┌──

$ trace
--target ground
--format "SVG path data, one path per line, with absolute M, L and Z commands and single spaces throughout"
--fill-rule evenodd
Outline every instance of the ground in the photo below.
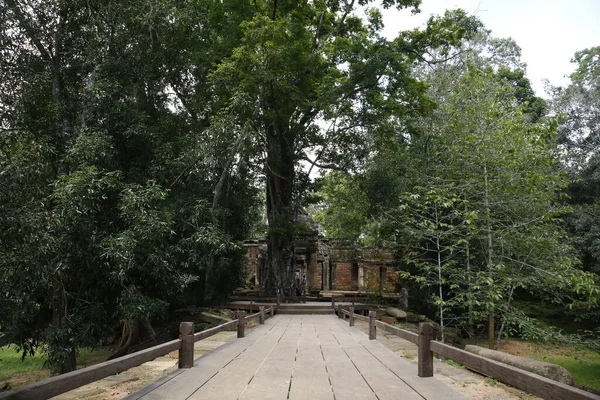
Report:
M 363 332 L 368 332 L 368 324 L 362 321 L 355 321 L 356 328 Z M 210 338 L 196 342 L 195 354 L 200 357 L 210 350 L 230 341 L 236 337 L 235 332 L 221 332 Z M 397 336 L 388 334 L 384 331 L 378 331 L 377 339 L 385 346 L 396 352 L 399 356 L 417 363 L 417 347 L 416 345 L 400 339 Z M 582 373 L 590 375 L 593 382 L 594 379 L 600 385 L 600 355 L 586 352 L 584 350 L 574 350 L 570 348 L 557 348 L 554 346 L 541 345 L 531 342 L 511 340 L 504 342 L 500 348 L 511 354 L 521 355 L 541 359 L 548 362 L 574 363 L 574 368 L 581 368 Z M 575 352 L 575 353 L 574 353 Z M 89 354 L 88 354 L 89 353 Z M 6 351 L 0 353 L 0 357 L 5 356 Z M 592 354 L 592 355 L 591 355 Z M 575 355 L 575 357 L 573 357 Z M 93 364 L 103 361 L 106 354 L 102 352 L 82 352 L 81 364 Z M 597 358 L 594 358 L 597 357 Z M 15 357 L 12 357 L 15 358 Z M 6 376 L 7 357 L 4 357 L 3 368 L 0 369 L 0 387 L 3 381 L 6 381 L 10 376 Z M 85 361 L 85 362 L 82 362 Z M 11 360 L 14 364 L 15 360 Z M 20 363 L 20 361 L 18 361 Z M 47 370 L 40 371 L 40 362 L 37 364 L 27 363 L 22 364 L 22 373 L 13 376 L 9 381 L 13 387 L 21 384 L 29 383 L 39 379 L 46 378 L 49 373 Z M 566 367 L 566 365 L 564 365 Z M 14 366 L 12 366 L 14 368 Z M 58 399 L 74 400 L 74 399 L 120 399 L 138 389 L 148 385 L 161 376 L 173 371 L 177 368 L 177 352 L 171 353 L 164 357 L 159 357 L 151 362 L 132 368 L 116 376 L 111 376 L 92 384 L 83 386 L 71 392 L 65 393 Z M 568 368 L 571 369 L 571 368 Z M 4 372 L 4 375 L 3 375 Z M 513 399 L 537 399 L 537 397 L 524 393 L 518 389 L 506 386 L 496 382 L 490 378 L 476 374 L 463 368 L 451 361 L 442 362 L 435 361 L 435 374 L 444 383 L 452 386 L 454 389 L 462 393 L 465 397 L 473 400 L 513 400 Z M 574 374 L 576 376 L 576 374 Z M 590 385 L 591 386 L 591 385 Z M 593 386 L 591 386 L 593 387 Z
M 369 324 L 363 321 L 354 321 L 354 326 L 363 332 L 369 332 Z M 414 362 L 417 368 L 417 345 L 383 330 L 377 331 L 377 340 L 400 357 Z M 483 377 L 456 363 L 434 360 L 434 376 L 452 387 L 463 396 L 472 400 L 533 400 L 539 399 L 519 389 L 504 385 L 493 379 Z

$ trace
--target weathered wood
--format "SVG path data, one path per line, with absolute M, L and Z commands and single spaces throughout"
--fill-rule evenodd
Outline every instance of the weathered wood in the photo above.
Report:
M 251 301 L 256 302 L 265 302 L 265 303 L 275 303 L 277 301 L 277 297 L 269 297 L 269 296 L 229 296 L 229 301 Z
M 432 341 L 431 350 L 482 375 L 489 376 L 547 400 L 600 400 L 600 396 L 595 394 L 457 349 L 444 343 Z
M 474 345 L 465 346 L 465 351 L 489 358 L 490 360 L 501 362 L 503 364 L 512 365 L 513 367 L 524 369 L 525 371 L 533 372 L 537 375 L 545 376 L 548 379 L 564 383 L 565 385 L 573 385 L 573 377 L 562 365 L 515 356 L 502 351 L 487 349 L 485 347 Z
M 150 347 L 149 349 L 115 358 L 114 360 L 78 369 L 77 371 L 58 375 L 15 390 L 0 393 L 0 399 L 49 399 L 107 376 L 115 375 L 119 372 L 126 371 L 129 368 L 137 367 L 138 365 L 152 361 L 157 357 L 179 350 L 180 347 L 181 340 L 172 340 L 158 346 Z
M 369 311 L 369 340 L 377 339 L 377 331 L 375 330 L 375 311 Z
M 216 335 L 219 332 L 227 331 L 233 329 L 237 326 L 238 321 L 234 319 L 233 321 L 226 322 L 224 324 L 215 326 L 214 328 L 203 330 L 202 332 L 198 332 L 194 334 L 194 342 L 198 340 L 206 339 L 207 337 L 211 337 L 212 335 Z
M 194 323 L 182 322 L 179 324 L 179 368 L 192 368 L 194 366 Z
M 369 317 L 365 317 L 364 315 L 354 314 L 354 319 L 359 321 L 369 322 Z
M 381 328 L 386 332 L 392 333 L 396 336 L 401 337 L 404 340 L 408 340 L 411 343 L 419 344 L 419 335 L 414 332 L 407 331 L 406 329 L 398 328 L 385 322 L 375 321 L 375 326 Z
M 246 316 L 246 323 L 250 322 L 253 319 L 259 319 L 259 318 L 260 318 L 260 311 Z
M 431 338 L 435 329 L 429 322 L 419 324 L 419 367 L 418 375 L 421 378 L 433 376 L 433 352 L 430 348 Z
M 246 330 L 246 314 L 243 311 L 238 311 L 236 316 L 238 320 L 238 338 L 243 338 Z

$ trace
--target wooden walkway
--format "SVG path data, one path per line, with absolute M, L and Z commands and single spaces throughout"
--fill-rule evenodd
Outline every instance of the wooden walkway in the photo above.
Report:
M 334 315 L 278 315 L 128 399 L 464 399 Z

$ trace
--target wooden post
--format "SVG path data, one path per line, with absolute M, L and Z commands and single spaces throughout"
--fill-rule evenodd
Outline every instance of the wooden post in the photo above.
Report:
M 194 323 L 182 322 L 179 324 L 179 368 L 192 368 L 194 366 Z
M 421 378 L 433 376 L 433 352 L 430 348 L 434 328 L 429 322 L 419 324 L 419 373 Z
M 238 311 L 237 317 L 238 317 L 238 337 L 242 338 L 245 336 L 246 315 L 244 314 L 243 311 Z
M 377 339 L 377 332 L 375 331 L 375 311 L 369 311 L 369 340 Z

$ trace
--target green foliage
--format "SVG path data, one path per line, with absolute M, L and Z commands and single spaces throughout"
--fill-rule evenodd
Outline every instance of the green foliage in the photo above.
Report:
M 600 354 L 597 351 L 574 357 L 548 357 L 543 361 L 565 367 L 577 385 L 600 391 Z

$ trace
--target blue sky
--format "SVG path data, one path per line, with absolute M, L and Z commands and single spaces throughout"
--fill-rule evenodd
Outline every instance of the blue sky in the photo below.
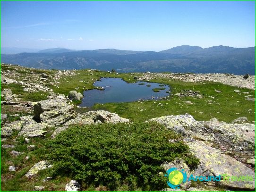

└──

Please show each line from the items above that contains the word "instance".

Outline every instance of the ground in the photo below.
Outline every instance of the weathered wood in the photo above.
Outline every instance of the wooden walkway in the photo above.
Outline every instance of the wooden post in the photo above.
Outline every instance of the green foliage in the photo above.
Outline every instance of the blue sky in the photo below.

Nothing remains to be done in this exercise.